# [原文抜粋]

*****

「連濁はいつ起こるのか?」
(2004.12.01 更新)
このページでは再びワ行音と合拗音の関係について考えます。
01.はじめに
02.連濁とは何か
03.清濁と連濁の関係
04.清む(清音)と濁る(濁音)
05.ガ行鼻濁音
06.サ行の直音化について
07.タ行の破擦化について
08.ツァ行音について
09.四ツ仮名について
10.すずめはスズと鳴いたか?
11.ラ行音について
12.日本語にはなぜ行音(V-)がないのか
13.どれが梅(むめ)やら梅(うめ)ぢややら
14.「母」は「ハワ」から「ハハ」に先祖がえりをしたのか?
15.「ハワ」から「ハハ」への変化を仮定する
16.みたびハ行転呼音の変化を考える
17.促音便ってなに?
18.特殊ウ音便と撥音便・促音便の交替はなぜ起こったのか
19.「人」の語源を探る
20.「西」と「右」の語源を考える
21.再び「母」の変化を考える
22.再びワ行音の変化を考える
23.ワ行音と合拗音の関係を考える
目次(「連濁はいつ起こるのか?」)へ
23.ワ行音と合拗音の関係を考える
前回は古代日本語の語末には何らかの一音節語が添加されていて、それが無声化現象により現代日本語では母音終わりとなっていることが多いことを説明しました。特に関東においてはその語末母音も再び無声化が進み子音終わりとなっている場合もあることを見ておきました。そしてまたこのような母音の無声化は語頭でも中世にイ・ウの消失現象として観察されていました。このように母音の無声化は過去から現在に至るまで、また語頭でも語中・語尾でも起こっているのですが、この母音の無声化がハ行転呼音の問題とつながっているのです。この思いがけないつながりをこれから説明していこうと思うのですが、まずそのための準備として、ワ行音の変化を振りかえってみることにします。

*****

# [目的 1]
本文のうち、「15.「ハワ」から「ハハ」への変化を仮定する」で始まり「りかえってみることにします。」まで続く部分を、「ワ行音」を「わ行音」に置き換えてもう一度書いてください。
エントリーの中身は本文とはまったく関係ありません。

# [提供データ]
*****

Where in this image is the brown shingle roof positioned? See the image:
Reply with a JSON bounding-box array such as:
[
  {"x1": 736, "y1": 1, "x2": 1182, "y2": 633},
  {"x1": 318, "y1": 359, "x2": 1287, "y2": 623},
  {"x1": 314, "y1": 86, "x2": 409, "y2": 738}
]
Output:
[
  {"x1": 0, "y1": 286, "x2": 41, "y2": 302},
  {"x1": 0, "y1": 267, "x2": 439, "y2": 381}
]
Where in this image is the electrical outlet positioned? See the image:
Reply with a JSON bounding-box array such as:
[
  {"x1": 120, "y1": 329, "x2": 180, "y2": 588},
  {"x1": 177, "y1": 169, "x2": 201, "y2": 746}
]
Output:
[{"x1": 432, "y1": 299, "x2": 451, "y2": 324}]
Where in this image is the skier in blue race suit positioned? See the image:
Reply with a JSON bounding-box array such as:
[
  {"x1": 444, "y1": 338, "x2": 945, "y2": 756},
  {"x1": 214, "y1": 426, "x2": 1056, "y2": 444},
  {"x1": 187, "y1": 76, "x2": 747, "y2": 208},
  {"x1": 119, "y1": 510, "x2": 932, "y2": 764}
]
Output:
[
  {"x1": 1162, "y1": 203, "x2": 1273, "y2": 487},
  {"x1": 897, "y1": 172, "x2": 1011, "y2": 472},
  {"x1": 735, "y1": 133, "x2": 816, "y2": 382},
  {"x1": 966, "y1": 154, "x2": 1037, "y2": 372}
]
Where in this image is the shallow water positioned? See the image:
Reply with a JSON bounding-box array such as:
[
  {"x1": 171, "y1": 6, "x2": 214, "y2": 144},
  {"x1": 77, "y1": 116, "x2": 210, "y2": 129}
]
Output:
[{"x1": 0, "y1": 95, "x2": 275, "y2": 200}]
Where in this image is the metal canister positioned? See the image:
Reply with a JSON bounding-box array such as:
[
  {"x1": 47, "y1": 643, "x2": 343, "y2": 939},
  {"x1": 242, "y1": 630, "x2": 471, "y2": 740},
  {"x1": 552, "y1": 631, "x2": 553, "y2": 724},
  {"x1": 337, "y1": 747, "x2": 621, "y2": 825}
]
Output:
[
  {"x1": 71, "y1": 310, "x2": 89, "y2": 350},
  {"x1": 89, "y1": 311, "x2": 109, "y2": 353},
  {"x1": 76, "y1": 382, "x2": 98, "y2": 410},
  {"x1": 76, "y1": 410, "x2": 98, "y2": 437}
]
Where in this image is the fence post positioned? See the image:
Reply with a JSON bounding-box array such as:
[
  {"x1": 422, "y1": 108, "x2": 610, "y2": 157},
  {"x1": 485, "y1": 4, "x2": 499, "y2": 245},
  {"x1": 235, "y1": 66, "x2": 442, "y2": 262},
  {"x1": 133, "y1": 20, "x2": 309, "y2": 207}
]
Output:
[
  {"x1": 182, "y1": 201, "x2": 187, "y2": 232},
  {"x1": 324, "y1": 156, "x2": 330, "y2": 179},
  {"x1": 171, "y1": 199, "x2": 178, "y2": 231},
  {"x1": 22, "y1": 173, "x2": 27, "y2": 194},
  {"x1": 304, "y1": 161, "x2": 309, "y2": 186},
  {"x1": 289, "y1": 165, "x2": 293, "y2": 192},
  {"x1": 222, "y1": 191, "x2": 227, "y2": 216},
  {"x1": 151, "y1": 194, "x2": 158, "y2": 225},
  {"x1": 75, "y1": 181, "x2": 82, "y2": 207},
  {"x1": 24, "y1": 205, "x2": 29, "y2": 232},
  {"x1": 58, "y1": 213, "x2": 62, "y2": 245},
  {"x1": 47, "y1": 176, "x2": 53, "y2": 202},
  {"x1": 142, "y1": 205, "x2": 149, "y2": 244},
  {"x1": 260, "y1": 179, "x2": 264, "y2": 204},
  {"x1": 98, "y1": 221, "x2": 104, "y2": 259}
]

*****

# [目的 2]
エントリーのうち、「Where in this image is the metal」を含む行からエントリーの最後の行までを、空行を除いて、「番号」と「内容」の2列のMarkdown表として出力してください。

# [回答 1]
15.「ハワ」から「ハハ」への変化を仮定する
16.みたびハ行転呼音の変化を考える
17.促音便ってなに?
18.特殊ウ音便と撥音便・促音便の交替はなぜ起こったのか
19.「人」の語源を探る
20.「西」と「右」の語源を考える
21.再び「母」の変化を考える
22.再びわ行音の変化を考える
23.わ行音と合拗音の関係を考える
目次(「連濁はいつ起こるのか?」)へ
23.わ行音と合拗音の関係を考える
前回は古代日本語の語末には何らかの一音節語が添加されていて、それが無声化現象により現代日本語では母音終わりとなっていることが多いことを説明しました。特に関東においてはその語末母音も再び無声化が進み子音終わりとなっている場合もあることを見ておきました。そしてまたこのような母音の無声化は語頭でも中世にイ・ウの消失現象として観察されていました。このように母音の無声化は過去から現在に至るまで、また語頭でも語中・語尾でも起こっているのですが、この母音の無声化がハ行転呼音の問題とつながっているのです。この思いがけないつながりをこれから説明していこうと思うのですが、まずそのための準備として、わ行音の変化を振りかえってみることにします。

# [回答 2]
| 番号 | 内容 |
|---|---|
| 1 | Where in this image is the metal canister positioned? See the image: |
| 2 | Reply with a JSON bounding-box array such as: |
| 3 | [ |
| 4 |   {"x1": 47, "y1": 643, "x2": 343, "y2": 939}, |
| 5 |   {"x1": 242, "y1": 630, "x2": 471, "y2": 740}, |
| 6 |   {"x1": 552, "y1": 631, "x2": 553, "y2": 724}, |
| 7 |   {"x1": 337, "y1": 747, "x2": 621, "y2": 825} |
| 8 | ] |
| 9 | Output: |
| 10 | [ |
| 11 |   {"x1": 71, "y1": 310, "x2": 89, "y2": 350}, |
| 12 |   {"x1": 89, "y1": 311, "x2": 109, "y2": 353}, |
| 13 |   {"x1": 76, "y1": 382, "x2": 98, "y2": 410}, |
| 14 |   {"x1": 76, "y1": 410, "x2": 98, "y2": 437} |
| 15 | ] |
| 16 | Where in this image is the fence post positioned? See the image: |
| 17 | Reply with a JSON bounding-box array such as: |
| 18 | [ |
| 19 |   {"x1": 422, "y1": 108, "x2": 610, "y2": 157}, |
| 20 |   {"x1": 485, "y1": 4, "x2": 499, "y2": 245}, |
| 21 |   {"x1": 235, "y1": 66, "x2": 442, "y2": 262}, |
| 22 |   {"x1": 133, "y1": 20, "x2": 309, "y2": 207} |
| 23 | ] |
| 24 | Output: |
| 25 | [ |
| 26 |   {"x1": 182, "y1": 201, "x2": 187, "y2": 232}, |
| 27 |   {"x1": 324, "y1": 156, "x2": 330, "y2": 179}, |
| 28 |   {"x1": 171, "y1": 199, "x2": 178, "y2": 231}, |
| 29 |   {"x1": 22, "y1": 173, "x2": 27, "y2": 194}, |
| 30 |   {"x1": 304, "y1": 161, "x2": 309, "y2": 186}, |
| 31 |   {"x1": 289, "y1": 165, "x2": 293, "y2": 192}, |
| 32 |   {"x1": 222, "y1": 191, "x2": 227, "y2": 216}, |
| 33 |   {"x1": 151, "y1": 194, "x2": 158, "y2": 225}, |
| 34 |   {"x1": 75, "y1": 181, "x2": 82, "y2": 207}, |
| 35 |   {"x1": 24, "y1": 205, "x2": 29, "y2": 232}, |
| 36 |   {"x1": 58, "y1": 213, "x2": 62, "y2": 245}, |
| 37 |   {"x1": 47, "y1": 176, "x2": 53, "y2": 202}, |
| 38 |   {"x1": 142, "y1": 205, "x2": 149, "y2": 244}, |
| 39 |   {"x1": 260, "y1": 179, "x2": 264, "y2": 204}, |
| 40 |   {"x1": 98, "y1": 221, "x2": 104, "y2": 259} |
| 41 | ] |